§ **WHAT YOU ARE ASKED TO DO**
Each record below needs to be copied out exactly as it stands.

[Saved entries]

┄┄┄┄┄┄

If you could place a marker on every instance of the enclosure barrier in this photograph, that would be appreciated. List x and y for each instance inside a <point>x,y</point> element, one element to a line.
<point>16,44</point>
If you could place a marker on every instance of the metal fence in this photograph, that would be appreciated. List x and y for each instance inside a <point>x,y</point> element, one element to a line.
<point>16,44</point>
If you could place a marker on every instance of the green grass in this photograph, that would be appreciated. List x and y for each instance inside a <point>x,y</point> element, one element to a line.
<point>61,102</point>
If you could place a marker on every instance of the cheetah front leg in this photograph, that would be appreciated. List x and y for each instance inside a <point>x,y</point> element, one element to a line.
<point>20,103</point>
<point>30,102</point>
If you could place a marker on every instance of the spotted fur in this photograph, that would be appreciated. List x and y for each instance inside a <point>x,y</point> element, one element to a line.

┄┄┄┄┄┄

§ **OUTPUT FOR THIS TASK**
If you could place a marker on every instance of the enclosure barrier in this photograph, that would be appreciated. List x and y for each instance inside a <point>x,y</point> element, one element to a line.
<point>16,44</point>
If you could place a marker on every instance of the metal fence in this photograph, that would be appreciated. List x and y for each instance inside a <point>x,y</point> element, one element to a line.
<point>16,44</point>
If you could place a marker on every instance of the green grass in this photograph, that would be appreciated. List x and y for each instance inside a <point>x,y</point> element, one element to a line.
<point>61,102</point>
If you could place a marker on every instance of the cheetah front leg in this photograph, that would be appreciated. List x and y for each instance inside a <point>x,y</point> element, one element to a line.
<point>20,103</point>
<point>30,102</point>
If you could place a marker on every instance of the spotted fur in this photograph, that would be appreciated. List x and y for each instance inside a <point>x,y</point> element, one element to a line.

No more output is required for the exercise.